(Problem description):
Word for word, reproduce the data that follows.

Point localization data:
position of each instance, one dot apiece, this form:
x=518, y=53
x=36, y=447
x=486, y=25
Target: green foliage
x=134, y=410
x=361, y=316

(Completed task):
position of each instance, one dot apiece, this form:
x=518, y=53
x=36, y=447
x=486, y=25
Target: green foliage
x=134, y=410
x=361, y=316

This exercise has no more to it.